— TO BE DONE —
Render every line of the entries below as a JSON list of strings, one string per line, with blank lines and the pictures left out.
• • • • • • •
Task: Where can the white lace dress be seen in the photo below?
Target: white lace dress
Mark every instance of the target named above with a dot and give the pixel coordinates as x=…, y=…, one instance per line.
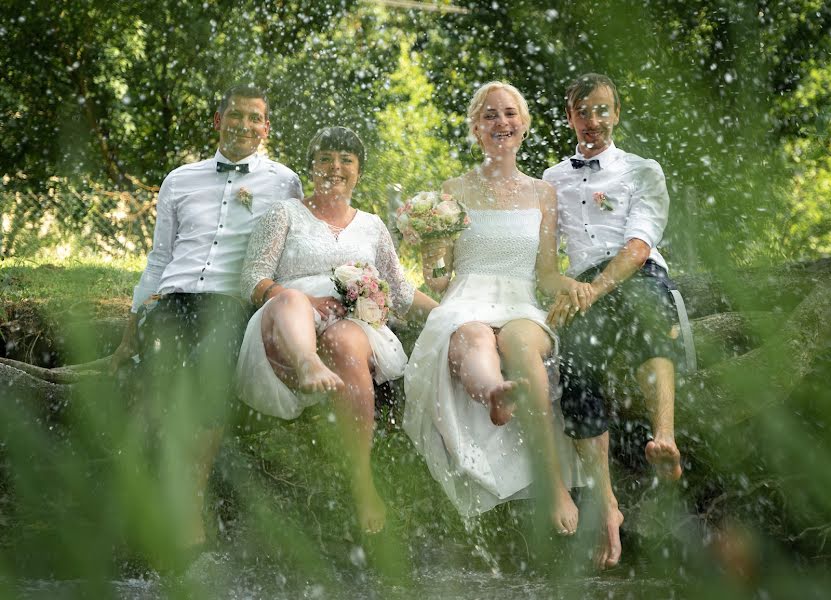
x=478, y=464
x=293, y=247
• • • • • • •
— ANSWER TO THIS TASK —
[
  "Task: Where can the white lace dress be seen in the photo below?",
  "Target: white lace dress",
  "Mark every instance of the target named above with a dot and give the pixel coordinates as x=…, y=…, one instance per line.",
  "x=478, y=464",
  "x=293, y=247"
]